**Assigned task**
Only one stretch of the data below is wanted: the lines from the one with "581L249 589H253V593L259 598L267" through the one with "box: [291, 14, 345, 76]", repeated exactly.

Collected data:
Content starts

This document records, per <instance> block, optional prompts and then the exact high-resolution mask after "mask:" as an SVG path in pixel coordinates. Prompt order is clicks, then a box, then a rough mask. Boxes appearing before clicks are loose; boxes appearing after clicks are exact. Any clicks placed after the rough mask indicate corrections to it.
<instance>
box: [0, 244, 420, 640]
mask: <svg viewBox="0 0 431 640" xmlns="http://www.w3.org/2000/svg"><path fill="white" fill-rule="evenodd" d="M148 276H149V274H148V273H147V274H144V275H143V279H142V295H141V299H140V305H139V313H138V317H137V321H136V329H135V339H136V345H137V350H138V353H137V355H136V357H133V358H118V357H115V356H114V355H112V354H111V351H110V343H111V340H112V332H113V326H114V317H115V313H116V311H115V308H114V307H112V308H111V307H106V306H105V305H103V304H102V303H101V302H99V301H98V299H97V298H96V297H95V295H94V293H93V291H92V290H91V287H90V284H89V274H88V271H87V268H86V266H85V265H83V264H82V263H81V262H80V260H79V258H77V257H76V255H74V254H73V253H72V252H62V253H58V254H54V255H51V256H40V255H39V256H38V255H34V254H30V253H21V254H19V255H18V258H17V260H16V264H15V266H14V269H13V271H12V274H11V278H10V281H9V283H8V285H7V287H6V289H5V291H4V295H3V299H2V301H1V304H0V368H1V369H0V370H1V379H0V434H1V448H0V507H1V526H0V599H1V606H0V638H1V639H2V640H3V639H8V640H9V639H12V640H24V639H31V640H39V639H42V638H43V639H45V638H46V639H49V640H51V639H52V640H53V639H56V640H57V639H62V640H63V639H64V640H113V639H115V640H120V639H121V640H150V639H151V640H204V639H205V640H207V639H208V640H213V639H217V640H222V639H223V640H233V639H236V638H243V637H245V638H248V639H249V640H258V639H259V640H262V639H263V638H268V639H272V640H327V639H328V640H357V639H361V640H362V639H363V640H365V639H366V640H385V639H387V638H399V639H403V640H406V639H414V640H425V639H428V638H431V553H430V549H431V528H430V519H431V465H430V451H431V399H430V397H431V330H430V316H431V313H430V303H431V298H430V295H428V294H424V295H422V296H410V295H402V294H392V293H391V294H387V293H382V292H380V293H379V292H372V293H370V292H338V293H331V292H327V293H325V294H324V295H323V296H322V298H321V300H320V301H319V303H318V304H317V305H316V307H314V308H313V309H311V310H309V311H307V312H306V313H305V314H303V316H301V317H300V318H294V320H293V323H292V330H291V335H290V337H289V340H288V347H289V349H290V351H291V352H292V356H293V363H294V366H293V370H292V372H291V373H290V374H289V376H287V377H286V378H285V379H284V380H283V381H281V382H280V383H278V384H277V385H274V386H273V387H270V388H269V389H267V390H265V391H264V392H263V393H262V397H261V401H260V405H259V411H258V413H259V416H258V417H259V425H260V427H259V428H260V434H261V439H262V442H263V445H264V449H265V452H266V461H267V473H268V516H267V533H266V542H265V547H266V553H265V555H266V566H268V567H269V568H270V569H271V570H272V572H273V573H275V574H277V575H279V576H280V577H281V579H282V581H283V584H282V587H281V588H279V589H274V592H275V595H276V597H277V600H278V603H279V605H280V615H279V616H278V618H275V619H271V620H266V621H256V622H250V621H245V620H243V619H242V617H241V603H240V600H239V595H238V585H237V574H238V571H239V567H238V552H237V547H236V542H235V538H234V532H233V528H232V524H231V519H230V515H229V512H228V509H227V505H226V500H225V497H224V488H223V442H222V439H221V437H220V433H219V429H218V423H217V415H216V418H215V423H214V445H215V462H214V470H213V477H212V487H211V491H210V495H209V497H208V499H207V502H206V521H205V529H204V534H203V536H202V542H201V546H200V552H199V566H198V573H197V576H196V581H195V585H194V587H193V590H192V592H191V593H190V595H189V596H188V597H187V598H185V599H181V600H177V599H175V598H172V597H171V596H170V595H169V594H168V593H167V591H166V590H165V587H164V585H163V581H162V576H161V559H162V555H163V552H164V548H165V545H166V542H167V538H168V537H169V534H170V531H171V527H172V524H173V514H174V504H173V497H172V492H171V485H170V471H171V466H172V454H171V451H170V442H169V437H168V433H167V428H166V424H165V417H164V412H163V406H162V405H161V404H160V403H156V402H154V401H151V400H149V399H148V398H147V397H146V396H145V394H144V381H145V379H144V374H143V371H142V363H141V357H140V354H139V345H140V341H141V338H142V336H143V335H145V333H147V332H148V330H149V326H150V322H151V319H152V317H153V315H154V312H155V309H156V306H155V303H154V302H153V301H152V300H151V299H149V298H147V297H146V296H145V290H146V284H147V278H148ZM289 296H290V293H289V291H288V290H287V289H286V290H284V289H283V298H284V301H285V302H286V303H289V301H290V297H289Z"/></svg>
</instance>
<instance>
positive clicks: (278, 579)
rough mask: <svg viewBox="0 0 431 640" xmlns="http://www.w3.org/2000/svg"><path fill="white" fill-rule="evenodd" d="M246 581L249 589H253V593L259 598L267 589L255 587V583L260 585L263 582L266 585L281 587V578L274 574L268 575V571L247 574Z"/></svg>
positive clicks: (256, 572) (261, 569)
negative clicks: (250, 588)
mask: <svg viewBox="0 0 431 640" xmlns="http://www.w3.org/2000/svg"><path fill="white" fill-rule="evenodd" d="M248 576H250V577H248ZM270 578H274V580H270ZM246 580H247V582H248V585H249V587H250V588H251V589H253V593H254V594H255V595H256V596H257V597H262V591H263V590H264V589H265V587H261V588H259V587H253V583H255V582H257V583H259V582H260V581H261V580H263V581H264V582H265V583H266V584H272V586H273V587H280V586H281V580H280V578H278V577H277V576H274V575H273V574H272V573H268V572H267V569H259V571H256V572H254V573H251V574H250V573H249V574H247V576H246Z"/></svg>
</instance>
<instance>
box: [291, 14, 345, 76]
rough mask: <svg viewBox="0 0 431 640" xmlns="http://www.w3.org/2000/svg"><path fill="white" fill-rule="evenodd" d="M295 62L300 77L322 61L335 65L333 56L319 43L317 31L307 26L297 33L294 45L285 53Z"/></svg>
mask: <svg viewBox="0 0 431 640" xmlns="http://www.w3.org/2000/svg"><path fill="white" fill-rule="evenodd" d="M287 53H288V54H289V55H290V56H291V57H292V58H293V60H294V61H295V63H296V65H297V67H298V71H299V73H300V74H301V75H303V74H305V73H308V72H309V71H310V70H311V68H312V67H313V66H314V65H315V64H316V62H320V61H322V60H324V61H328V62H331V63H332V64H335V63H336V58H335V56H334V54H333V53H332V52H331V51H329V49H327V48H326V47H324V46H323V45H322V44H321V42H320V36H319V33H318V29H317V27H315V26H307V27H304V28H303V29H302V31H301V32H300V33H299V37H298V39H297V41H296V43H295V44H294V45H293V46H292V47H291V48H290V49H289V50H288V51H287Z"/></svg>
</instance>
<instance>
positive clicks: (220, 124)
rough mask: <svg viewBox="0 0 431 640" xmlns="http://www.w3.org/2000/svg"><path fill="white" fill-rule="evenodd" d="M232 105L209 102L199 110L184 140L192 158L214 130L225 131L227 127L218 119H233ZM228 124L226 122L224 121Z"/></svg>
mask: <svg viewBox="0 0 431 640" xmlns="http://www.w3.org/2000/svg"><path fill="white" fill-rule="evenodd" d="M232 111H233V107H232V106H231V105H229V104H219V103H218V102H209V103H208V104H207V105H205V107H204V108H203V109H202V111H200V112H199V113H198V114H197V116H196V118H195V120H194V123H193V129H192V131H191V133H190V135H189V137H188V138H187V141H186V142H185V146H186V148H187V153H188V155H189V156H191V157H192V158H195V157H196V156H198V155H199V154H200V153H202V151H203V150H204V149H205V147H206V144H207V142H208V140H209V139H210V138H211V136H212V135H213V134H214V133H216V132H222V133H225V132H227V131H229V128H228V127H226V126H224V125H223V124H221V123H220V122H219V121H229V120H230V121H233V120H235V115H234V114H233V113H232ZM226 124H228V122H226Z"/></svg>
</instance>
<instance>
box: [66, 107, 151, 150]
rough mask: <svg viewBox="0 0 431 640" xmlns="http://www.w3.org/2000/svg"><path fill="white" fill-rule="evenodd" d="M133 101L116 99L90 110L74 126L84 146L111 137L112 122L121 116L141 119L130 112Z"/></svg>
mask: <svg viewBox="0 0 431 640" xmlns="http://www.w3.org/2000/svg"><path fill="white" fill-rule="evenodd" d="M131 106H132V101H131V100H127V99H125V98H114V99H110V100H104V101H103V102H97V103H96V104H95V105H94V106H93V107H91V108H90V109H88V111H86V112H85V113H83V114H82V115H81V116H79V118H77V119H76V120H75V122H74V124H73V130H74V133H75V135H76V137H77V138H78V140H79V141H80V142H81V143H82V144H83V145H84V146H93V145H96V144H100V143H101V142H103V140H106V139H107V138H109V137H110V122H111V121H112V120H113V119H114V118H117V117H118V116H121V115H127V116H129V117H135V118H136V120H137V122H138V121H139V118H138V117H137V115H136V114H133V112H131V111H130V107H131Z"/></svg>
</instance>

Content ends

**Expected answer**
rough mask: <svg viewBox="0 0 431 640" xmlns="http://www.w3.org/2000/svg"><path fill="white" fill-rule="evenodd" d="M246 581L249 589H253V593L259 598L267 589L255 587V583L260 585L263 582L266 585L281 587V578L274 574L268 575V571L247 574Z"/></svg>
positive clicks: (256, 572) (261, 569)
negative clicks: (250, 588)
mask: <svg viewBox="0 0 431 640" xmlns="http://www.w3.org/2000/svg"><path fill="white" fill-rule="evenodd" d="M248 576H250V577H248ZM270 578H274V580H270ZM246 580H247V582H248V585H249V587H250V588H251V589H253V593H254V594H255V595H256V596H257V597H262V591H263V590H264V589H265V587H261V588H259V587H253V583H255V582H257V583H259V582H260V581H261V580H263V581H264V582H265V583H266V584H272V586H273V587H280V586H281V580H280V578H278V577H277V576H274V575H273V574H272V573H268V572H267V569H259V571H256V572H254V573H251V574H250V573H249V574H247V576H246Z"/></svg>
</instance>
<instance>
box: [291, 14, 345, 76]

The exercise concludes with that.